**Document extract**
/---

Troy Ingraldi was doing traffic control for Saturday’s march.
“The truck came speeding up, there were children in the right-hand lane. I wanted to make sure the children were fine so I stepped in front of the vehicle,” he told reporters. “He stopped, but then he continued to go and that’s when he ran me over.”
In its initial statement, Mission RCMP characterized the driver as “impatient” and said “there is no indication that this incident was targeted, or that the driver’s actions had anything specifically to do with the people marching or their cause.”
Police said in their update Monday they’re asking for more information from the public and any relevant dash-cam video. Mounties are also hoping to speak to the driver of a dump truck or semi truck, which is possibly blue, that was reportedly behind the Chevrolet Silverado as it passed the march.
“This has been a traumatizing event for the people involved in the March, as well as the wider community, and police are working hard to gather all of the evidence to help to bring some answers and some closure to everyone involved,” Const. Harrison Mohr said in a news release.

\---

**Challenge 1**
Locate each line in the records that contains the string "snowy" and copy those lines out.
**Challenge 2**
Proceed with the news report on the truck that struck a man at the march, picking up after its last sentence.

(Extracted data records)
/---

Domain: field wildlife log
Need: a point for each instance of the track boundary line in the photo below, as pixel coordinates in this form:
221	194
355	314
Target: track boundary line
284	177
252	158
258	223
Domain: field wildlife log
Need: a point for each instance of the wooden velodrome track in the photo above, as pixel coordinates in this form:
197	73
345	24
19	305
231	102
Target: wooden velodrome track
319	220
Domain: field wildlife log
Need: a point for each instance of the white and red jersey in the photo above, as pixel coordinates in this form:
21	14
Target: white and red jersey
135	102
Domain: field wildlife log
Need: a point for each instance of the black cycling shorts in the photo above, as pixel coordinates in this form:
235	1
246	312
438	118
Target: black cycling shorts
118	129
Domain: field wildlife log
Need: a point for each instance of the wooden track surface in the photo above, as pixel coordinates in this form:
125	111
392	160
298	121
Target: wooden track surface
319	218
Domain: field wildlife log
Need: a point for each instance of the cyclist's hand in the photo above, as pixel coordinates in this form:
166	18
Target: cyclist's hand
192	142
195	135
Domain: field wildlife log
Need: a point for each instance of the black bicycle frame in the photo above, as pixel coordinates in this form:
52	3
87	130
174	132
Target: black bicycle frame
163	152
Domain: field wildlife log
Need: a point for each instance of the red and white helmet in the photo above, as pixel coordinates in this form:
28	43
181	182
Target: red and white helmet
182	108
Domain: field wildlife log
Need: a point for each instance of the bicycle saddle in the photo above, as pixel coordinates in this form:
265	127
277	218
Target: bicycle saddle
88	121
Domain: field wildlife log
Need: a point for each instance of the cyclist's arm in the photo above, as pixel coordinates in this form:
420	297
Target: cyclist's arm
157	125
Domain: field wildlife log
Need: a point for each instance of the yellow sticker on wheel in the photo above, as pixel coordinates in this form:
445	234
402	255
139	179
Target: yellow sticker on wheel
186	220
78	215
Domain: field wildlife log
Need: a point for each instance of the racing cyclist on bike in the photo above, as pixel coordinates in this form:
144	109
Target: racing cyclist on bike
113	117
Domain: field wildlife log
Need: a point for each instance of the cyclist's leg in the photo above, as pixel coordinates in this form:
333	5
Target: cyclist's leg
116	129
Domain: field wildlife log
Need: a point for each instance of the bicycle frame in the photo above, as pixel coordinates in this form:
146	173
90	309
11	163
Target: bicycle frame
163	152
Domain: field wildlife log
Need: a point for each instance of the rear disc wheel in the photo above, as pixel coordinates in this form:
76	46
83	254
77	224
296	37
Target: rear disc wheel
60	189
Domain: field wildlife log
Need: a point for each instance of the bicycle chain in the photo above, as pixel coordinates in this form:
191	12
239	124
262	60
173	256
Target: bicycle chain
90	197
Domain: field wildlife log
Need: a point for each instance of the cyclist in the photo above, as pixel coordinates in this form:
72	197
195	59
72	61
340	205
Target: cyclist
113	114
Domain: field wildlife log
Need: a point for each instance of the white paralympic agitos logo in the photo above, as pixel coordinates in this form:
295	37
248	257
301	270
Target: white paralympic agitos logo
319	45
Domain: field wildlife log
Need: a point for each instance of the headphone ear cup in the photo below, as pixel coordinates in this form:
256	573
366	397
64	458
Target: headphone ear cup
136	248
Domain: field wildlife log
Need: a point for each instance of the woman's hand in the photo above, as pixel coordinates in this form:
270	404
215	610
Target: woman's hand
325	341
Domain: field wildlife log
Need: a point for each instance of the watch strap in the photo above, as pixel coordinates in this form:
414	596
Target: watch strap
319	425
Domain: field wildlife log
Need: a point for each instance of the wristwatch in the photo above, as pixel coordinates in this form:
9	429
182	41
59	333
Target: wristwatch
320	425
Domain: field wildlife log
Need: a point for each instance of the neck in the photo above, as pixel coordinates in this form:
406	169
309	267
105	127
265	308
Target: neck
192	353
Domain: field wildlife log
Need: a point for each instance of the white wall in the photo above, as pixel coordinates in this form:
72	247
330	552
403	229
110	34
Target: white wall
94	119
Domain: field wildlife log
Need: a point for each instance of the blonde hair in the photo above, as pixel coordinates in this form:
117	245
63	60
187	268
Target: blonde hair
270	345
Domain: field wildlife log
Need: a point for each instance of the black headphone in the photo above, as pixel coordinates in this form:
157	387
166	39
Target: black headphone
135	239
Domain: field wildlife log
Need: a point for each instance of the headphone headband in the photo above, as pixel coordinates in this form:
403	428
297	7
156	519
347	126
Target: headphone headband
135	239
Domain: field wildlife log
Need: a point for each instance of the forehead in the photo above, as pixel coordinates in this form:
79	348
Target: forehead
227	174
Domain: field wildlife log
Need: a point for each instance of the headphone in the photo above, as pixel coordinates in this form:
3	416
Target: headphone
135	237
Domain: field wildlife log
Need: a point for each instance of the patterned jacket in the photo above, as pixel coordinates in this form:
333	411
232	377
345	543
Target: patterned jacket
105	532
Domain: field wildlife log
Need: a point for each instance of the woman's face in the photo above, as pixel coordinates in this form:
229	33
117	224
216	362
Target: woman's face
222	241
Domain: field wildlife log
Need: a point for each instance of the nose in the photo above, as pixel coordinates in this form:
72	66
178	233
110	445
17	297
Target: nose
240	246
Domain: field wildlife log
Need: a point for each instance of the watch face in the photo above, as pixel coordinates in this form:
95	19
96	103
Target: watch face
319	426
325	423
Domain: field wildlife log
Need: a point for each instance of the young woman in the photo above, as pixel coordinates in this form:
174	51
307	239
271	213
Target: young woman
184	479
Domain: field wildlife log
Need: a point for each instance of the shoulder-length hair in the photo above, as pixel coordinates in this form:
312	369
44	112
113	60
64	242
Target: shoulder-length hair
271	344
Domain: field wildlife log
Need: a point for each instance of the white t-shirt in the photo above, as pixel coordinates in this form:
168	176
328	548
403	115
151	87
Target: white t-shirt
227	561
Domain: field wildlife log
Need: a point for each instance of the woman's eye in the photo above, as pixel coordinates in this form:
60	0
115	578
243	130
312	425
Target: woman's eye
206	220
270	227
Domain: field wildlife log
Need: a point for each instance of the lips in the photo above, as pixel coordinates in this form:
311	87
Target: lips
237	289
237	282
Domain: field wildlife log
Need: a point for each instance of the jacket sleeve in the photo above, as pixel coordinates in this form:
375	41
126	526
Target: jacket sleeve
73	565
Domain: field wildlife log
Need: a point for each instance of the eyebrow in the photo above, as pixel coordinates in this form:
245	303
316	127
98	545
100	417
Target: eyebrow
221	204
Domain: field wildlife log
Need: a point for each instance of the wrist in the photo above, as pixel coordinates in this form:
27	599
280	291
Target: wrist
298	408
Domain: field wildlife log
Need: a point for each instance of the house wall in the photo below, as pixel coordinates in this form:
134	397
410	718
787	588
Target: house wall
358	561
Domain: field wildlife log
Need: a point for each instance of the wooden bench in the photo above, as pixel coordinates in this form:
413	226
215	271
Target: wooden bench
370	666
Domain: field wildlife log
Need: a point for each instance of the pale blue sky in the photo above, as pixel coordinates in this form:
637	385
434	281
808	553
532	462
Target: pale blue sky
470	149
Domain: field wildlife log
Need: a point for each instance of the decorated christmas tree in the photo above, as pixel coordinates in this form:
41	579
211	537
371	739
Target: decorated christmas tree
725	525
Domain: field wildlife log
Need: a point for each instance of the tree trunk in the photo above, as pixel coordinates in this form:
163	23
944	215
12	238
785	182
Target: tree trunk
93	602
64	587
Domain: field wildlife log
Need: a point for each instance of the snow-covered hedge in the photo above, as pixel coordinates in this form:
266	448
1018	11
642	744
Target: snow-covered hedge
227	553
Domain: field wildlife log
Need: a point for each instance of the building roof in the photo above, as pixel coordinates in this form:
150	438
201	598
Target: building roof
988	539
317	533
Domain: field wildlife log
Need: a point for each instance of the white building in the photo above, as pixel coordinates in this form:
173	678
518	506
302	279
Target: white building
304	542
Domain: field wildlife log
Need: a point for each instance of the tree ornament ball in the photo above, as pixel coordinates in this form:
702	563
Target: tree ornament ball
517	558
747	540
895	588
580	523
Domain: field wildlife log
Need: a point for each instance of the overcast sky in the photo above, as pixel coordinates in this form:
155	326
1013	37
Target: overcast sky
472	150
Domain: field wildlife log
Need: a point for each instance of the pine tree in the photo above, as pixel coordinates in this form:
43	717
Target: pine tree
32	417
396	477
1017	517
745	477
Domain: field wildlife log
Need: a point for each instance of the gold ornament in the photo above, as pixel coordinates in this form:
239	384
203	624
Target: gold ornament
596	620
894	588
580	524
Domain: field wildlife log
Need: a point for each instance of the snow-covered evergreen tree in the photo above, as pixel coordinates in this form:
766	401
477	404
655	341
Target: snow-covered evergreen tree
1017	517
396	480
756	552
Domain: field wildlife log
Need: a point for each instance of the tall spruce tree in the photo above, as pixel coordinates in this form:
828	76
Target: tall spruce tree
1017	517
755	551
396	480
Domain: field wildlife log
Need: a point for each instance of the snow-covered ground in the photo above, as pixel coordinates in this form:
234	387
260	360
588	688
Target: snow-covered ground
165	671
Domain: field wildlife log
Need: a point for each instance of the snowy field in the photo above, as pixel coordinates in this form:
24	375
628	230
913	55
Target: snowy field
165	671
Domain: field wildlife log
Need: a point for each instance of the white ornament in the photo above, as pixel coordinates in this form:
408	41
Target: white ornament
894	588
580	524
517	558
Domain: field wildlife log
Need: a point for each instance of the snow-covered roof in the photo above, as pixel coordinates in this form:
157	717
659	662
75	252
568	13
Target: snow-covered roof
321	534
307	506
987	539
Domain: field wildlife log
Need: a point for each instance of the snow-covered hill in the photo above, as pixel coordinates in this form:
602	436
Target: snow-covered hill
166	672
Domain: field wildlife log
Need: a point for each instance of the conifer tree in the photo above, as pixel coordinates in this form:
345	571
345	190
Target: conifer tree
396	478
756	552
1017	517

\---
/---

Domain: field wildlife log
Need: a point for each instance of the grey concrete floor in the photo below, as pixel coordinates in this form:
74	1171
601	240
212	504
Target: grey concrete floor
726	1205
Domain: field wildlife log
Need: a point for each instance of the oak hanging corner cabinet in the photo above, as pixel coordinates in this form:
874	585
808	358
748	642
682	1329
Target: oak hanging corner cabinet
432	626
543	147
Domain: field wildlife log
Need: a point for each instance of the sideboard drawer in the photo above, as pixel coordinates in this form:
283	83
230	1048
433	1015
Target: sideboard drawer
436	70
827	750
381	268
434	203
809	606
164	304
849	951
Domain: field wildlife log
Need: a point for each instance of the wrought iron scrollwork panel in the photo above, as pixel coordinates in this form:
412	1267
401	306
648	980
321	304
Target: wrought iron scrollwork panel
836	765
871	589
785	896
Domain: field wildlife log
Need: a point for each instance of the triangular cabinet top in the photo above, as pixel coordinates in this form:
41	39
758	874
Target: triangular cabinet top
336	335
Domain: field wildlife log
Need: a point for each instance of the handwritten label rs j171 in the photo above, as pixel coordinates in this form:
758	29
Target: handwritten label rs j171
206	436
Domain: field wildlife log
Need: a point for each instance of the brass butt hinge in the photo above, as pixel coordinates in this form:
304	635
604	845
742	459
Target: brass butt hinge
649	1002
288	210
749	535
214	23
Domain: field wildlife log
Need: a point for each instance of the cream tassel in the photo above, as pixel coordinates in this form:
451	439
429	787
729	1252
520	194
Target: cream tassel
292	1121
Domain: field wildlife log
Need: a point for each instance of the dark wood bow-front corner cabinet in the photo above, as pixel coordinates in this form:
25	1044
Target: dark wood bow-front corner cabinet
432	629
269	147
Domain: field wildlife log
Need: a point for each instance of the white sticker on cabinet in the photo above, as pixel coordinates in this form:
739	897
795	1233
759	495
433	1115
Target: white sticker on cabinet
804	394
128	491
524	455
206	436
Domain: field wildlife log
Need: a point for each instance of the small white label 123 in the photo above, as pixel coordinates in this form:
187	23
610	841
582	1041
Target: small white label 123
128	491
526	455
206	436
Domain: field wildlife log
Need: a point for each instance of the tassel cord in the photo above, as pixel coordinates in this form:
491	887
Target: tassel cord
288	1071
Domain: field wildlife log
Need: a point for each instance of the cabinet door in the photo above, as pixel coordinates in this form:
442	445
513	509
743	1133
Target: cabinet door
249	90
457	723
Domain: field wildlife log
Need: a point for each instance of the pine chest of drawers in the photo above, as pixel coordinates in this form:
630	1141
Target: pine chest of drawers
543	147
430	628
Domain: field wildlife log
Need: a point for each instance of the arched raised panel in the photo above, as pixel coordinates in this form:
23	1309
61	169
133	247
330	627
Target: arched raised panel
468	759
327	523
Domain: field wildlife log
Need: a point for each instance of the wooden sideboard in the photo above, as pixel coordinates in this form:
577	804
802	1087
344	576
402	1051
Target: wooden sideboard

\---

**Reply 1**
Need: a point for each instance of the snowy field in the photo above, as pixel coordinates in this form:
Target: snowy field

**Reply 2**
“Like any criminal investigation, we need to let the evidence guide the investigation, and that’s why we’re continuing to ask for more witnesses to come forward. We want to ensure that we present the best evidence possible for charge assessment by Crown counsel.”
March organizer Christopher Roberts said over the weekend the response from the RCMP has been frustrating. He told reporters only one officer came to the scene at the time.
“There is actually quite a few very upset people. Especially because you know, this gentleman is still sitting at home,” he told reporters on Sunday.
“The really upsetting part is, you know if it was myself or any of our other brothers that were behind the wheel and doing this to anyone else, we’d already be in jail and had the book thrown at us.”